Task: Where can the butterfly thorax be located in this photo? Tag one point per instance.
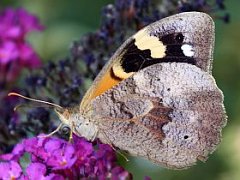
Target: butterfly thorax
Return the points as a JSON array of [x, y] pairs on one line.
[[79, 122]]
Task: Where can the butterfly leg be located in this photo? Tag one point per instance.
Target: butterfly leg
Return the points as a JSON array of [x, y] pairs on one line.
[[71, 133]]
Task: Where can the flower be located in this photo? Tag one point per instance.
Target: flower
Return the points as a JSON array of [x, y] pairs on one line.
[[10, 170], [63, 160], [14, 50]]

──────────────────────────────

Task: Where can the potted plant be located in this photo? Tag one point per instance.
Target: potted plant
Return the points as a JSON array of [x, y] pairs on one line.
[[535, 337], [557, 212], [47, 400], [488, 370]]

──────────────────────────────

Among the entries above, how many lines have the string "thorax" in them? Only the number should be given.

2